Monday, December 3, 2007

Why we're so neurotic, part 2

Here's another thought - until very recently, motherhood was something that just happened to most women. (My father likes to point to a photo from my parents' 40th anniversary party, where they were surrounded by all their grandchildren, and say, "See, here's a dynasty that basically started because I was horny!") Couples got married and kids followed - but these days, because of the miracle of birth control, motherhood is a choice, and consequently we feel all this pressure to make it an all-encompassing, thoroughly blissful, utterly rewarding choice. "I wanted this - I should feel more blessed!" And then when we have those moments of frustration with our kids, exhaustion, boredom, etc, we feel guilty for not enjoying it, for not being consumed with gratitude.
I'm not advocating going back to the 50s/60s model of parenting. That wealth of information that confounds us also taught me that there are better remedies for teething pain than rubbing bourbon on a baby's gums. And thanks to birth control, couples don't have to get married at 19 to have sex, and I was able to choose when I had my kids. But like any huge social change, this evolution of motherhood is bound to be a bit rocky for those of us in the trenches. So we need to give ourselves permission to keep what worked from the 50s motherhood model - I read one article by a well-respected pediatrician who advocated less helicopter parenting and more 'benign neglect' - let your kids be bored, let them figure out how to make their own snacks, let them fail a test if they don't study, let them be hungry if they don't like what we're serving for dinner. We survived! (We also survived lead-based paint, station wagons without seatbelts, and sunbathing without sunscreen - kids are pretty darned resilient.) Our mothers had a host of other problems with which to contend, but for the most part they didn't drive themselves nuts worrying about whether they were good mothers, or feeling guilty because they occasionally didn't like being mothers, they just did it, or sent us out to play and figured we'd come home when we were hungry or bleeding.

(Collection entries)

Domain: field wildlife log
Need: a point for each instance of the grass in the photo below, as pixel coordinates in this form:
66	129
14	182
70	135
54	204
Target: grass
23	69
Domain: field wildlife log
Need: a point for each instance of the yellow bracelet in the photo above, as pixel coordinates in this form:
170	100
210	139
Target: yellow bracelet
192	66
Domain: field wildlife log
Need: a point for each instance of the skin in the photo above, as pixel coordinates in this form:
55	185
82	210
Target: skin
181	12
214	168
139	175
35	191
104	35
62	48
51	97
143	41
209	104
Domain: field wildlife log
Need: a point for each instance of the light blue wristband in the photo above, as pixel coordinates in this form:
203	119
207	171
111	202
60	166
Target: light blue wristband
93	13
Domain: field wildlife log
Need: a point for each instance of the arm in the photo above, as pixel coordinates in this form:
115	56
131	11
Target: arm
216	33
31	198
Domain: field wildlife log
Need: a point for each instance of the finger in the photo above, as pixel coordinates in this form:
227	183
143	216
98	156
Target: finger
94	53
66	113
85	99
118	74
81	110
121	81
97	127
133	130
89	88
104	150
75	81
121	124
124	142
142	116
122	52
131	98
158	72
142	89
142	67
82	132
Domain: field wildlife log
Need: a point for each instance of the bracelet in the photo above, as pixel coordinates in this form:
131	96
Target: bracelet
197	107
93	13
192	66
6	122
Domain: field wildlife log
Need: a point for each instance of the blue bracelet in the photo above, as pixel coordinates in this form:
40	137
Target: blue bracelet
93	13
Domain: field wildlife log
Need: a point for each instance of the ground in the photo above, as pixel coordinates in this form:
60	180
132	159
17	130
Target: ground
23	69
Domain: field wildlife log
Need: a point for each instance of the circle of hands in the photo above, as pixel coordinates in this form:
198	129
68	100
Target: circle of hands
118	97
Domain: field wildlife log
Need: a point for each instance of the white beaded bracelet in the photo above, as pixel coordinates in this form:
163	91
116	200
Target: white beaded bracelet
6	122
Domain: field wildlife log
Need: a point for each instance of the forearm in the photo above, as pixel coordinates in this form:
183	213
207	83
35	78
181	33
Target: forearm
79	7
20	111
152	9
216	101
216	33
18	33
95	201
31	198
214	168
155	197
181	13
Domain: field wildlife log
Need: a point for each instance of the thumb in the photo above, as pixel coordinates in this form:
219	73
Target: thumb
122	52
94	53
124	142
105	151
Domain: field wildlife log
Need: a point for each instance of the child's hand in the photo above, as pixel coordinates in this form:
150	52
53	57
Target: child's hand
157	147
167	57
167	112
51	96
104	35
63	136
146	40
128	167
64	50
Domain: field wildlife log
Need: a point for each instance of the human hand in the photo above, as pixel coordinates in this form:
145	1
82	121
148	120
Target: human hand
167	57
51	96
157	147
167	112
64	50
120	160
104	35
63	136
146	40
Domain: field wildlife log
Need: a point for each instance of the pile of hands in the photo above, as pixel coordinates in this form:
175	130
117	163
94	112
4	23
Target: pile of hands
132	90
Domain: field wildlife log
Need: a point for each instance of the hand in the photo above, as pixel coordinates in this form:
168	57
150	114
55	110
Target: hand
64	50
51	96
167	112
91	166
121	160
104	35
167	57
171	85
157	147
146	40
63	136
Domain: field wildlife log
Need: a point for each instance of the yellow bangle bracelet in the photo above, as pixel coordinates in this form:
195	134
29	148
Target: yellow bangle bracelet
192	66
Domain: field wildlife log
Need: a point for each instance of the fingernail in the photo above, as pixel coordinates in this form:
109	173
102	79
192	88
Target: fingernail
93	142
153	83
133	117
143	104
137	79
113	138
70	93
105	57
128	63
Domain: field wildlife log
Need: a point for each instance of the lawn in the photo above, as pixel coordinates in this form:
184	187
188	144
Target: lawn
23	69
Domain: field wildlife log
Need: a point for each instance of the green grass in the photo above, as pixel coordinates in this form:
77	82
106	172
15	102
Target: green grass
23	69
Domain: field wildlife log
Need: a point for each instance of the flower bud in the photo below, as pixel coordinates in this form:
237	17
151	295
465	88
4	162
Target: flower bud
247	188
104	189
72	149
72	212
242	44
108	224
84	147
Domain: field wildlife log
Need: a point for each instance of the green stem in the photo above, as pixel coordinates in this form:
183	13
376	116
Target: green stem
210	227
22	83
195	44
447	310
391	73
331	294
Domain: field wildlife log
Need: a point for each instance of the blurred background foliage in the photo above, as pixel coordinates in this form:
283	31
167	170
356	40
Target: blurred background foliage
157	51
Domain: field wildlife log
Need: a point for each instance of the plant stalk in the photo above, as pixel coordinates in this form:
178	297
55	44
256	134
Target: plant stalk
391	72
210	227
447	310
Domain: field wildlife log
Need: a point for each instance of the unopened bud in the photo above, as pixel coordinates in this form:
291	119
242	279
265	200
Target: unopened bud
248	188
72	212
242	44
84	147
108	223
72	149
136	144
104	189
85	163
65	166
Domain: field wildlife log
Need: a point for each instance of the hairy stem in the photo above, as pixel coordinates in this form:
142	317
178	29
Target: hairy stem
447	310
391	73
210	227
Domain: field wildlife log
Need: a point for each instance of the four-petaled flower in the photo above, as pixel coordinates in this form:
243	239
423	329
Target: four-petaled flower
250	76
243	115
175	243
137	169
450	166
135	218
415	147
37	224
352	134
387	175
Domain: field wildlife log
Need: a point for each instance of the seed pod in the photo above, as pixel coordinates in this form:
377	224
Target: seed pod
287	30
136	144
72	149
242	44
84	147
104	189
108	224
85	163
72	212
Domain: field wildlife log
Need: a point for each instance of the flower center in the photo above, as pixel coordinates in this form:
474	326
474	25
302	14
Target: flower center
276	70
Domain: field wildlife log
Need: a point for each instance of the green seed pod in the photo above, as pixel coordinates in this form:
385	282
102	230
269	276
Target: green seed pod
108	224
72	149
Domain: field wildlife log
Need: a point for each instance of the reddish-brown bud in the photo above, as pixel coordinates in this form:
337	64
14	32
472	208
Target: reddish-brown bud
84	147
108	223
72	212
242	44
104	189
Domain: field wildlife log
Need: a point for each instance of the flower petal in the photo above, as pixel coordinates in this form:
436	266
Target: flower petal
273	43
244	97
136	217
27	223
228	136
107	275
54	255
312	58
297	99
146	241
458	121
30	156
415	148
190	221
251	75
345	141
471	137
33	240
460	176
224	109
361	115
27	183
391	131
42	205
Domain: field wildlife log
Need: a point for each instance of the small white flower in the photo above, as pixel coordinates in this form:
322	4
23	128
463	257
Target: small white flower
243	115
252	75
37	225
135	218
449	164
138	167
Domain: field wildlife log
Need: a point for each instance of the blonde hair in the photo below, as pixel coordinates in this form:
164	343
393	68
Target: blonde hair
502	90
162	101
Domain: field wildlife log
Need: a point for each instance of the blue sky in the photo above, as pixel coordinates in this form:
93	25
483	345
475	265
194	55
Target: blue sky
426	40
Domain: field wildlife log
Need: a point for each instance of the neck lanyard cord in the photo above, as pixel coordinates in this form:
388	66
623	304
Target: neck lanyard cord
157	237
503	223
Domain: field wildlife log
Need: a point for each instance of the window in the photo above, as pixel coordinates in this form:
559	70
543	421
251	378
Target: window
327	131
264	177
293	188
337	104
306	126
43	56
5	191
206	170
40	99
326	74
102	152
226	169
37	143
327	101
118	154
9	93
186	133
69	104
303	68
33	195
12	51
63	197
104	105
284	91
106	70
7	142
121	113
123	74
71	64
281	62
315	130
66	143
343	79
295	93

THE PROBLEM :: Edit the post on why mothers are so neurotic: reproduce it from "Why we're so" up to and including "consumed with gratitude.", with "grandchildren" changed to "grandkids".

RESULT ::
Why we're so neurotic, part 2

Here's another thought - until very recently, motherhood was something that just happened to most women. (My father likes to point to a photo from my parents' 40th anniversary party, where they were surrounded by all their grandkids, and say, "See, here's a dynasty that basically started because I was horny!") Couples got married and kids followed - but these days, because of the miracle of birth control, motherhood is a choice, and consequently we feel all this pressure to make it an all-encompassing, thoroughly blissful, utterly rewarding choice. "I wanted this - I should feel more blessed!" And then when we have those moments of frustration with our kids, exhaustion, boredom, etc, we feel guilty for not enjoying it, for not being consumed with gratitude.